Карлейль критикует с позиций человека, искренне озабоченного положением народа, однако в его позитивной программе нет ничего нового. Образование и эмиграция — вот что противопоставлял он пессимизму экономистов мальтузианского толка. Каково будет всеобщее изумление, писал он, если «какой-нибудь подходящий, облеченный властью человек» объявит, «что после тринадцативекового ожидания он, облеченный властью человек, и с ним вся Англия решили наконец посвятить в тайны азбуки всех жителей этой страны?» Разве такое известие не потрясло бы страну? А какие возможности для человечества заключает в себе мир, в котором есть нетронутые леса Канады, дикие прерии Америки, где девять десятых планеты взывает к человеку: «Приди и возделай меня! Приди и пожни!»; где стоящие без дела английские суда могли бы доставить новых поселенцев к новым берегам. Можно ли в таком мире слушать без гнева бредни Мальтуса о необходимости сократить население или тем более читать предложения некоего чартиста, скрывающегося под псевдонимом «Маркус», насчет того, чтобы в рабочих семьях убивать безболезненно всех детей, начиная с четвертого?

Однако за всем этим Карлейль увидел в чартизме стремление масс обрести вождя. Разве не было право идти за своим вождем самой большой привилегией темного человека? Разве эти священные права и обязанности — со стороны вождя и ведомых — не составляли сущность свободы? С годами он все больше и больше склонялся в своих изысканиях о человеческом обществе на эту точку зрения.

Глава двенадцатая. Дома и в пути

Он слишком велик для нашей повседневной жизни. Сфинкс выглядел бы нелепым в нашей гостиной, но с большого расстояния он фантастически величествен! Вы должны гордиться, что принадлежите ему, и он достоин обладать вами.

Записи набора данных:
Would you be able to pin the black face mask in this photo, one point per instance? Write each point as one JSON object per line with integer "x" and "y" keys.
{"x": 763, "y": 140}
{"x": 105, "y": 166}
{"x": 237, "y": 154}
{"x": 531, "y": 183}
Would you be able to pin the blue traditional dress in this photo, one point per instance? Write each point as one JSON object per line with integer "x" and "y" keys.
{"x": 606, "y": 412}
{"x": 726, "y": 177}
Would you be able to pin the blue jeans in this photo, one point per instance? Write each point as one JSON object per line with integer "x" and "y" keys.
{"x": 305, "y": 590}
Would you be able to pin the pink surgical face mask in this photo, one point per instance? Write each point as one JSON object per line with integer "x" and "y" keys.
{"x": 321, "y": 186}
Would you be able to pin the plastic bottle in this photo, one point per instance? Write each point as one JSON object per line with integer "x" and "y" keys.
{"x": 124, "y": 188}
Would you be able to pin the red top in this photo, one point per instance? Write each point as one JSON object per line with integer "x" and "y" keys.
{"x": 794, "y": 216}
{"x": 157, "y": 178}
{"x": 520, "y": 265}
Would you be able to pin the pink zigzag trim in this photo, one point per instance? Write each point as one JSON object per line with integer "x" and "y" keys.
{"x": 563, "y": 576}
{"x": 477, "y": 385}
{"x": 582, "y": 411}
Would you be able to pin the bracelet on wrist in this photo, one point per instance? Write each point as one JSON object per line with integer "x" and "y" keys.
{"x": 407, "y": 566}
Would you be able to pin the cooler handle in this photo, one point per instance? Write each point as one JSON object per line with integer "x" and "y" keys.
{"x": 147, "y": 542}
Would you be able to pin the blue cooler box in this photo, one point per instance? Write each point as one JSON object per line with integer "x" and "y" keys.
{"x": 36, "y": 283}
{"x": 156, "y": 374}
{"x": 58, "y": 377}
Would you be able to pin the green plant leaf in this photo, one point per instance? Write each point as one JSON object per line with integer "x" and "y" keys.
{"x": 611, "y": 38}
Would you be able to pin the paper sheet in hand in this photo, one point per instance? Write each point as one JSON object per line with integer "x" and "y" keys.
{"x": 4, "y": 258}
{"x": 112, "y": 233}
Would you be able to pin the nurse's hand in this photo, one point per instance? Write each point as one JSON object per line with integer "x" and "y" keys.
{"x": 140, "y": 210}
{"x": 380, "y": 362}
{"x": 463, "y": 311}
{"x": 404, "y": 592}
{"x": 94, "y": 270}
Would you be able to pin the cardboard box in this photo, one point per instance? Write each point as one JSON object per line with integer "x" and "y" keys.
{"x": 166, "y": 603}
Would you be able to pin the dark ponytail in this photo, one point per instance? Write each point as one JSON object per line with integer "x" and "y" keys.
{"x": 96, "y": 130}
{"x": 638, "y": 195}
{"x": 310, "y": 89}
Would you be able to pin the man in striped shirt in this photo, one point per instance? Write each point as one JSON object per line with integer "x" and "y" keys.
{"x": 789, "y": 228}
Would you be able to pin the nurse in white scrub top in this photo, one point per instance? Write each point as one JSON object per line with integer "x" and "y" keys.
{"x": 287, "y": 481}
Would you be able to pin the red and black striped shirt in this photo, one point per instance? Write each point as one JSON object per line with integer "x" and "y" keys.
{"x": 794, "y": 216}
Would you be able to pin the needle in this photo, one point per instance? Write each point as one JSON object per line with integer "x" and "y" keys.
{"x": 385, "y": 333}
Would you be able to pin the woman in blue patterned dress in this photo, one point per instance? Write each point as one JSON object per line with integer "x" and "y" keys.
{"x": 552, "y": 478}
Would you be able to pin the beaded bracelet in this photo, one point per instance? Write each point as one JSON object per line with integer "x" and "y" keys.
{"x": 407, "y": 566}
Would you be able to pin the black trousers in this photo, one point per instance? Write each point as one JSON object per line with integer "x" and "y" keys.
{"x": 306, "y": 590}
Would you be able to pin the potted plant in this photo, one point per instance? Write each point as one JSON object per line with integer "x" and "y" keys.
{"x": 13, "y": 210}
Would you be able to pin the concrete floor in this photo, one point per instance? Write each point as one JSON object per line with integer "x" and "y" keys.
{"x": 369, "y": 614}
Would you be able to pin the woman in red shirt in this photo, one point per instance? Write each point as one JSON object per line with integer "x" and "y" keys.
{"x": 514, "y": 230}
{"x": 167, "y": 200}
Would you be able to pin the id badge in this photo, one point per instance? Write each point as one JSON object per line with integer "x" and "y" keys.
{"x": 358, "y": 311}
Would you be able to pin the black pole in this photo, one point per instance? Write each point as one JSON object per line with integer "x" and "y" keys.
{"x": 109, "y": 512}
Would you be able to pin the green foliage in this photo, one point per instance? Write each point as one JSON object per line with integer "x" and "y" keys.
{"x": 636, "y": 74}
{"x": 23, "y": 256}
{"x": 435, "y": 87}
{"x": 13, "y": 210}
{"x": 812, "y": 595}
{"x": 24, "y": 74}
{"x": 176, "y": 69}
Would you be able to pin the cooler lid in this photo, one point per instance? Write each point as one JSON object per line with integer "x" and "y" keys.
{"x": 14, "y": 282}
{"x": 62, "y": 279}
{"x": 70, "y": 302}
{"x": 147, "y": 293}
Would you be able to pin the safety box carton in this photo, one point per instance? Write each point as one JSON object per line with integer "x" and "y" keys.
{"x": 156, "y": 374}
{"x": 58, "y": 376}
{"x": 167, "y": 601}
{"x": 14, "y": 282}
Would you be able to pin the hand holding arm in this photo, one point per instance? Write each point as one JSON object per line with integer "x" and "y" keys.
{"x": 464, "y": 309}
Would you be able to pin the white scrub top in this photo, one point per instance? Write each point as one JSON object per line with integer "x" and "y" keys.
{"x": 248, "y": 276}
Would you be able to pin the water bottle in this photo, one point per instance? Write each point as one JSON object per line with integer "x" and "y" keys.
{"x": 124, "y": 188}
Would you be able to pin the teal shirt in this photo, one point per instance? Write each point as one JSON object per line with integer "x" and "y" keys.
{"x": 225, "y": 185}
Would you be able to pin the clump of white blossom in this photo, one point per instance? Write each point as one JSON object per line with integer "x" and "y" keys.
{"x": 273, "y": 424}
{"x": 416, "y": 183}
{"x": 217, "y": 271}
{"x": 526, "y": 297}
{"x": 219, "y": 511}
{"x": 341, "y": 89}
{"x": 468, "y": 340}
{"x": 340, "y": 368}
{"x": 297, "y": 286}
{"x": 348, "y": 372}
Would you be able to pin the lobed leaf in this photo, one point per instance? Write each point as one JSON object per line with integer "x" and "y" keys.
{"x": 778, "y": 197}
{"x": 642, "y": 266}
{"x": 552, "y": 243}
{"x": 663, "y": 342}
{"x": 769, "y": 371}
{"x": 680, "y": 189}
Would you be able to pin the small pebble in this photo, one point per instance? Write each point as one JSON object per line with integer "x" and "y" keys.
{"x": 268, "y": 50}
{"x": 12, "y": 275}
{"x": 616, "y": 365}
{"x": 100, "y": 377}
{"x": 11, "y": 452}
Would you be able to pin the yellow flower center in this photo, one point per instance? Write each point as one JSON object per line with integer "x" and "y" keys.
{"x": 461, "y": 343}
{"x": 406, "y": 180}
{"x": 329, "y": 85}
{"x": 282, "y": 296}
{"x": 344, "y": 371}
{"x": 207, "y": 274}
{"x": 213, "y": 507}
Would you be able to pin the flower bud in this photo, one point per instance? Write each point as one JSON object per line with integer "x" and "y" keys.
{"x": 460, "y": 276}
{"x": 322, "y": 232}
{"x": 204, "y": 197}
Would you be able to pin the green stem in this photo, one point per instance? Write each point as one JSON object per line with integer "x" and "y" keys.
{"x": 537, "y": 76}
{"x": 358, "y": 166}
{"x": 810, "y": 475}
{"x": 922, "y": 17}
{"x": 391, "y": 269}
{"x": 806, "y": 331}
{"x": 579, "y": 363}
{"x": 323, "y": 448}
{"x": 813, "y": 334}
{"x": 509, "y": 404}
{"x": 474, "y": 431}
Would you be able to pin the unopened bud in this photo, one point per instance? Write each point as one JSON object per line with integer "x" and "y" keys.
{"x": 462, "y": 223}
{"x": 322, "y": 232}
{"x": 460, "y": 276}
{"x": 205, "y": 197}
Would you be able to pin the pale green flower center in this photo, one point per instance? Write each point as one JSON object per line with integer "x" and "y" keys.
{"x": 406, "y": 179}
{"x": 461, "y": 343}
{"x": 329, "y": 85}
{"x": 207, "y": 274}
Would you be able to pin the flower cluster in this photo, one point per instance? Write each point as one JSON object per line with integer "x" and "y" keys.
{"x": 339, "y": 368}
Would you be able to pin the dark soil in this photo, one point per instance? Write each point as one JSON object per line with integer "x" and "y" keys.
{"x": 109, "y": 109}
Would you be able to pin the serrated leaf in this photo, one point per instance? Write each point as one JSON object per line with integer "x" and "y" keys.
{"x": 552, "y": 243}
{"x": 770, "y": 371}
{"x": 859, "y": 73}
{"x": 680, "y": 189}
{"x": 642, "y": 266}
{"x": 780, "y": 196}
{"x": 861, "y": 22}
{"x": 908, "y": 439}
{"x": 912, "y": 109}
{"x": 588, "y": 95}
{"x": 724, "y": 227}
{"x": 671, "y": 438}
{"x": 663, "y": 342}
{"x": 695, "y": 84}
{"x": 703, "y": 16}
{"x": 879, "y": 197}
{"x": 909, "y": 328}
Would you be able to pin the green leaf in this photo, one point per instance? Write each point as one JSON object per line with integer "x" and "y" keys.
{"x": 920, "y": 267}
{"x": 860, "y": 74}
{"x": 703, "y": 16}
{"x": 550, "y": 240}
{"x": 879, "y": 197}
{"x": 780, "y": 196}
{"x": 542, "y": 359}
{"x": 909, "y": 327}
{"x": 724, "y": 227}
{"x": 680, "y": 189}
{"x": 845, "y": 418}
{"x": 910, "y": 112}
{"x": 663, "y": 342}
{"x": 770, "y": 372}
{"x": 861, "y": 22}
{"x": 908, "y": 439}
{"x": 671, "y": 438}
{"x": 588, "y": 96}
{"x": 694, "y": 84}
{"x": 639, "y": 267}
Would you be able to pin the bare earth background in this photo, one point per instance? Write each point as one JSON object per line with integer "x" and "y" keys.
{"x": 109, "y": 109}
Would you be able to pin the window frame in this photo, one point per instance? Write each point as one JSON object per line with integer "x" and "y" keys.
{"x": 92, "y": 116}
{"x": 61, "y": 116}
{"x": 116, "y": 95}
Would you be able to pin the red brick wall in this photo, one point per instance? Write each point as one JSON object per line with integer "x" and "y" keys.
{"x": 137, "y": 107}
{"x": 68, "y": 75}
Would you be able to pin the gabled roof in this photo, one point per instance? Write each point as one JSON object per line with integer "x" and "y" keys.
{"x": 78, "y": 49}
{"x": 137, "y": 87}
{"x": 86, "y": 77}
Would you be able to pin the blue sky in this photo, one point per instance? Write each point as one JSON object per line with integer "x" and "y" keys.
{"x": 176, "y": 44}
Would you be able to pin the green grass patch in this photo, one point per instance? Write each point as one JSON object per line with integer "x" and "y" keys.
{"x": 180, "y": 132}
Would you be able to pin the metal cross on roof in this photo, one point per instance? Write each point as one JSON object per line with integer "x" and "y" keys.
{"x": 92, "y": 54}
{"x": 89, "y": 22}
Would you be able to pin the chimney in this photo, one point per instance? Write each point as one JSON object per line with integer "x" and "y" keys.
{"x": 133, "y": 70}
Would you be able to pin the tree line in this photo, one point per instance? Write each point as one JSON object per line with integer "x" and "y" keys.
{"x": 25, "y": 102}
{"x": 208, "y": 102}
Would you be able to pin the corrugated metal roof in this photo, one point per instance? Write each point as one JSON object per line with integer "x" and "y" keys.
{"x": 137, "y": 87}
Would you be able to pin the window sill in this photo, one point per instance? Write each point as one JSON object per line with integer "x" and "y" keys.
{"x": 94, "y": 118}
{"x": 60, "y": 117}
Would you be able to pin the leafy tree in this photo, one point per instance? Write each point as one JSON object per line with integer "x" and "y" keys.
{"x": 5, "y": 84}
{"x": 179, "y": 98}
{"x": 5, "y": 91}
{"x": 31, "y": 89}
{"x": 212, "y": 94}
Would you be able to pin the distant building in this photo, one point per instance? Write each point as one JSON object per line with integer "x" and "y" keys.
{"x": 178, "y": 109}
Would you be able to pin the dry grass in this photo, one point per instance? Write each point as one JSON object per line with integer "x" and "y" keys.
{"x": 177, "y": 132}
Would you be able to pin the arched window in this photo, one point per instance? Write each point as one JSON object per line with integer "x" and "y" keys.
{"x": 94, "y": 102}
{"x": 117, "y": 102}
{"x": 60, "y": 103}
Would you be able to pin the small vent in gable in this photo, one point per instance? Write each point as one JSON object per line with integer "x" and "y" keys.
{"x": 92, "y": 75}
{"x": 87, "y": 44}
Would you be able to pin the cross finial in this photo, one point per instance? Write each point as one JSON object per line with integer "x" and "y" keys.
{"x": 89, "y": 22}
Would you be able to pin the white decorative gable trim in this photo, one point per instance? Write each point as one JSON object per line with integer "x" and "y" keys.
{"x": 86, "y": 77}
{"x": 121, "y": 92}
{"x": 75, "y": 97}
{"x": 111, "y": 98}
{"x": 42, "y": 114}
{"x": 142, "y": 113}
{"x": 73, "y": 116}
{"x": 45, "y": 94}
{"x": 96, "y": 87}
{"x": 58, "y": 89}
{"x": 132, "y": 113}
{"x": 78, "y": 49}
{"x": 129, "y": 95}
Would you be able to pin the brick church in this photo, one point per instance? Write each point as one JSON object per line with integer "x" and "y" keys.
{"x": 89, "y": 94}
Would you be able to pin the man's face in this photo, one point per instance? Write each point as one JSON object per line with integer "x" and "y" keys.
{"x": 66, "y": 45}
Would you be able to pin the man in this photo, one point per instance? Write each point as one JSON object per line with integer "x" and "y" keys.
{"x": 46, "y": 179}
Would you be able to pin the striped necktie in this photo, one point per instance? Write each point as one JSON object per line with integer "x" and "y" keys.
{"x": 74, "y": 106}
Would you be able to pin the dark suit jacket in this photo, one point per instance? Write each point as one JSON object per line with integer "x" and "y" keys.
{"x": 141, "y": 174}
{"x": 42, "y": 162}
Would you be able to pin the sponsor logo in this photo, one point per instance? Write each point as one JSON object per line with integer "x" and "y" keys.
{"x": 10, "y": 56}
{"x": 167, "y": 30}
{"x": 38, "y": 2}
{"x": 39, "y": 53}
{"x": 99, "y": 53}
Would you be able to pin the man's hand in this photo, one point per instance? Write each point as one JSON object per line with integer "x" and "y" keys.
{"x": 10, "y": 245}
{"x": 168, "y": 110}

Ваше задание: Продолжите отрывок о Карлейле, начав сразу после его последнего предложения. Эти записи взяты из другого источника и с отрывком не связаны.

Ответ на задание:
Из письма Джеральдины Джусбери к Джейн Карлейль, 1843

Счастье в большой степени зависит от темперамента человека. Карлейль в силу своего склада не был счастливым человеком, хотя и умел с большим мужеством переносить неудачи. Здесь, в Лондоне, окруженный славой, он не был счастливей, чем когда жил в безвестности в Крэгенпуттоке.

Отовсюду сыпались похвалы его красноречию и мудрости, все жаждали встретиться с ним; простой ткач из Пейсли признал в Карлейле своего духовного отца, а молодая квакерша выражала свое восхищение его книгами и от всего сердца убеждала его продолжать писать. Чего-то да стоит тот факт, что столько молодых людей избрали его своим духовным отцом, что ему пришлось даже отвечать публично тем, кто просил наставления в жизни и занятиях наукой. Стоит, но не многого. В дневнике, а часто и в письмах Карлейль жаловался на свою жизнь, был недоволен собою. Он был принят высшим обществом, бывал на приемах среди лордов и знаменитостей. Однако, едва покинув чью-то гостиную, где он выглядел вполне счастливым, он начинал жаловаться: «Это нездорово и для моего тела и для моей души. Хорошее самочувствие, или, по крайней мере, не плохое самочувствие, возможно для меня только в полном одиночестве». В иные минуты ему хотелось, напротив, объездить оба полушария, читать лекции — и тем обеспечить себе «хоть самый маленький доход, чтобы потом уединиться в хижине где-нибудь на берегу моря и затаиться, пока не придет мой час». Уединение, так же как и молчание, он любил платонической любовью: обычно он с радостью возвращался в общество.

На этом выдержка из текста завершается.